◆ **Directive**:
Make an exact copy of all the records.

-- Start Excerpted data --

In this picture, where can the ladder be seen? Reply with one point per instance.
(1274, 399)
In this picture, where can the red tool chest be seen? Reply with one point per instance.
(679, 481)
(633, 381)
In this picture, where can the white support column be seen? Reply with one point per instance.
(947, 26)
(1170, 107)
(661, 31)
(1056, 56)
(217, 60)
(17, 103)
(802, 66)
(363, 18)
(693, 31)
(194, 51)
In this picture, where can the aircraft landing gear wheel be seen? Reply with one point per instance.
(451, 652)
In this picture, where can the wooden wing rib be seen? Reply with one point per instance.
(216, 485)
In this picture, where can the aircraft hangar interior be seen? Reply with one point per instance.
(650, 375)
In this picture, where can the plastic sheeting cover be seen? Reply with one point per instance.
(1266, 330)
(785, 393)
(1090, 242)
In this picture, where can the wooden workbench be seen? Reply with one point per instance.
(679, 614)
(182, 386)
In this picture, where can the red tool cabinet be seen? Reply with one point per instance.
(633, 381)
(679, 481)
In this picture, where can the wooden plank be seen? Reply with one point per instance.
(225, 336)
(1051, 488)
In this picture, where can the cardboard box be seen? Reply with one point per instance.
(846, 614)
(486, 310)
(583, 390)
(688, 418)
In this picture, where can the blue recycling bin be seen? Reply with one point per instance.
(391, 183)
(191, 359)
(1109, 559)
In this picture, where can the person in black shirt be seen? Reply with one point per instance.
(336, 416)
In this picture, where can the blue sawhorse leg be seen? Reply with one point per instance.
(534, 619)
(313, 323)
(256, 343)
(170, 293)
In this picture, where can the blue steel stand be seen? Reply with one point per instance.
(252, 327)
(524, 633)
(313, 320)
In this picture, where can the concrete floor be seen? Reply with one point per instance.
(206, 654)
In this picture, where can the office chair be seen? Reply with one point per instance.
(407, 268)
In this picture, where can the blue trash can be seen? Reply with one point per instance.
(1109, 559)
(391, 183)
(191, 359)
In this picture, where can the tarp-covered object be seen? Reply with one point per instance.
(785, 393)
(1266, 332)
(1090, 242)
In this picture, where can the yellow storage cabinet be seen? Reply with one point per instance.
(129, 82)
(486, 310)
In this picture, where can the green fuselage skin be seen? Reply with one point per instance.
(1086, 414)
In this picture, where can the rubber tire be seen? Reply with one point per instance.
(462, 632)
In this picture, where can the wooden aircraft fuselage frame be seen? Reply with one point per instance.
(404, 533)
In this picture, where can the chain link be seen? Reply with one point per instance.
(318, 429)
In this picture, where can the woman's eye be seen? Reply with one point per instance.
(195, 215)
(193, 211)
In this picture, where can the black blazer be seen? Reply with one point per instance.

-- End Excerpted data --

◆ **Result for this exercise**:
In this picture, where can the ladder be seen? Reply with one point per instance.
(1274, 399)
In this picture, where can the red tool chest be seen? Reply with one point per instance.
(679, 481)
(633, 381)
In this picture, where can the white support column be seen? Reply with one point per instance.
(947, 26)
(1170, 107)
(661, 31)
(1056, 56)
(217, 60)
(17, 103)
(802, 66)
(363, 18)
(693, 31)
(194, 51)
In this picture, where can the aircraft landing gear wheel be seen? Reply with one point per instance.
(451, 652)
In this picture, where can the wooden wing rib be seen? Reply with one point per instance.
(216, 485)
In this picture, where can the aircraft hangar interior be seen? Reply with one point per instance.
(650, 375)
In this picture, where can the plastic sheeting cover be seen? Reply with one point per instance.
(1266, 330)
(785, 393)
(1090, 242)
In this picture, where can the wooden workbench be seen? Reply with one point per instance.
(679, 614)
(182, 386)
In this picture, where can the red tool cabinet be seen? Reply with one point per instance.
(633, 381)
(679, 481)
In this picture, where can the wooden plank be seen? Reply with one point per instance.
(225, 336)
(1051, 488)
In this picture, where can the cardboard box be seen? Reply with one point per instance.
(846, 614)
(486, 310)
(583, 390)
(688, 418)
In this picture, where can the blue recycling bin be seen? Reply with one point per instance.
(391, 183)
(191, 359)
(1109, 559)
In this picture, where can the person in black shirt be seen? Reply with one point per instance.
(336, 416)
In this picture, where can the blue sawhorse leg be seen? Reply with one point per instance.
(534, 619)
(313, 323)
(256, 343)
(170, 293)
In this picture, where can the blue steel stand be seen? Reply with one point per instance.
(252, 327)
(524, 633)
(313, 320)
In this picture, where can the concrete floor be seen? Reply with one point per instance.
(206, 654)
In this picture, where can the office chair be seen? Reply with one point per instance.
(407, 268)
In this picture, where can the blue trash can be seen? Reply with one point per instance.
(1109, 559)
(391, 183)
(191, 359)
In this picture, where can the tarp-covered object be seen? Reply with one point per instance.
(785, 393)
(1266, 332)
(1090, 242)
In this picture, where can the yellow storage cabinet be seen? Reply with one point per instance.
(129, 82)
(486, 310)
In this picture, where can the green fuselage skin be seen? Reply with one point per instance.
(1086, 414)
In this picture, where can the rubber tire be seen? Reply with one point per instance.
(462, 632)
In this picture, where can the wooden aircraft fuselage frame be seen? Reply with one point per instance.
(404, 533)
In this picture, where can the chain link be seen? Reply with one point per instance.
(318, 429)
In this picture, where can the woman's eye be seen? Reply with one point per instance.
(195, 215)
(193, 211)
In this picture, where can the black blazer be seen? Reply with one point per instance.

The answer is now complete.